*Task description*
Can you collect every line in the records below that contains the word "Each", with capitalization required to match?

*Stored rows*
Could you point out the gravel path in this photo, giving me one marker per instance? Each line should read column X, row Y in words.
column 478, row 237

* * *

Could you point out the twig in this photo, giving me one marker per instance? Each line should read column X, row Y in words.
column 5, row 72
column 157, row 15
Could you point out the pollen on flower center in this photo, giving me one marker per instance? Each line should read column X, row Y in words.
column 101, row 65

*Completed exercise*
Could you point out the gravel path in this photo, giving me one marker per instance? Each line should read column X, row Y in words.
Could you point out the twig in this photo, giving me one marker per instance? Each line should read column X, row Y in words.
Could you point out the pollen on flower center in this photo, giving me one marker per instance? Each line should read column X, row Y in words.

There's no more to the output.